_EXERCISE DIRECTIONS_
Update all the lines below by replacing every "Target" with "Label", leaving everything else as it is.

***** DATA SHOWN

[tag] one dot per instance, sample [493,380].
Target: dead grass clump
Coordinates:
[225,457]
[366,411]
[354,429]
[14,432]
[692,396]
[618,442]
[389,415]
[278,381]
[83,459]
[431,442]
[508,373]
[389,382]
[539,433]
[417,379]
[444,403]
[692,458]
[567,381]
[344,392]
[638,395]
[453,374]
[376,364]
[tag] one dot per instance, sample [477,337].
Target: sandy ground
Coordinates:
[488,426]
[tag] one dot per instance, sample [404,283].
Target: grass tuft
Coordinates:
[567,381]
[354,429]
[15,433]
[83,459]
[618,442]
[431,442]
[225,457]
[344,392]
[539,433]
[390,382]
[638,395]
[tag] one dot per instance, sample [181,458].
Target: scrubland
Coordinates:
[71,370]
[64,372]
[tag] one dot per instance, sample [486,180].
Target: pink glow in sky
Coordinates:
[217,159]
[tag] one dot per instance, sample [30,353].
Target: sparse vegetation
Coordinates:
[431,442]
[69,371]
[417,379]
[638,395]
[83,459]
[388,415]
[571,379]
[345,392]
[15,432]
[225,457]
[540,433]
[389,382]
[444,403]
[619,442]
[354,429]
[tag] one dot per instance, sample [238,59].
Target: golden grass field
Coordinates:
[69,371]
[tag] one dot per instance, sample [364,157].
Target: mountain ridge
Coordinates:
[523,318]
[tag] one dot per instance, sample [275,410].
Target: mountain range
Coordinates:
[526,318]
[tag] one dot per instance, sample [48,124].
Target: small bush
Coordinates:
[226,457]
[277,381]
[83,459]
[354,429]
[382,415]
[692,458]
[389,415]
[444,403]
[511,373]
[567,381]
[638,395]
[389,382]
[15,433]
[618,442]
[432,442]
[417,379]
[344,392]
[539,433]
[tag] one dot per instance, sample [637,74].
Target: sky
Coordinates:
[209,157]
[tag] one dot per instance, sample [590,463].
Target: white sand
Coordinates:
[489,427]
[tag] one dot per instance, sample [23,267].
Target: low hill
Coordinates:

**********

_COMPLETE OUTPUT_
[tag] one dot per instance, sample [493,380].
Label: dead grass clump
Coordinates:
[225,457]
[366,411]
[354,429]
[14,432]
[692,396]
[618,442]
[389,415]
[278,381]
[83,459]
[431,442]
[508,373]
[389,382]
[539,433]
[417,379]
[444,403]
[692,458]
[567,381]
[344,392]
[638,395]
[453,374]
[376,364]
[tag] one dot per instance, sample [477,337].
Label: sandy ground
Coordinates:
[488,426]
[tag] one dot per instance, sample [404,283].
Label: grass tuft
Coordinates:
[567,381]
[354,429]
[15,433]
[83,459]
[618,442]
[431,442]
[225,457]
[344,392]
[539,433]
[390,382]
[638,395]
[tag] one dot per instance, sample [181,458].
Label: scrubland
Coordinates:
[71,370]
[64,372]
[tag] one dot per instance, sample [486,180].
Label: pink glow in sky
Coordinates:
[217,159]
[tag] one dot per instance, sample [30,353].
Label: sparse vegetation
Coordinates:
[431,442]
[69,371]
[417,379]
[638,395]
[83,459]
[388,415]
[571,379]
[345,392]
[15,432]
[225,457]
[540,433]
[389,382]
[444,403]
[619,442]
[354,429]
[tag] one dot per instance, sample [238,59].
Label: golden grass field
Coordinates:
[69,371]
[tag] one dot per instance, sample [364,157].
Label: mountain ridge
Coordinates:
[523,318]
[tag] one dot per instance, sample [275,410].
Label: mountain range
Coordinates:
[526,318]
[tag] one dot per instance, sample [48,124].
Label: small bush
Coordinates:
[226,457]
[277,381]
[83,459]
[354,429]
[382,415]
[692,458]
[389,415]
[444,403]
[511,373]
[567,381]
[638,395]
[389,382]
[15,433]
[618,442]
[432,442]
[417,379]
[344,392]
[539,433]
[tag] one dot per instance, sample [637,74].
Label: sky
Coordinates:
[209,157]
[tag] one dot per instance, sample [590,463].
Label: white sand
Coordinates:
[489,427]
[tag] one dot per instance, sample [23,267].
Label: low hill
Coordinates:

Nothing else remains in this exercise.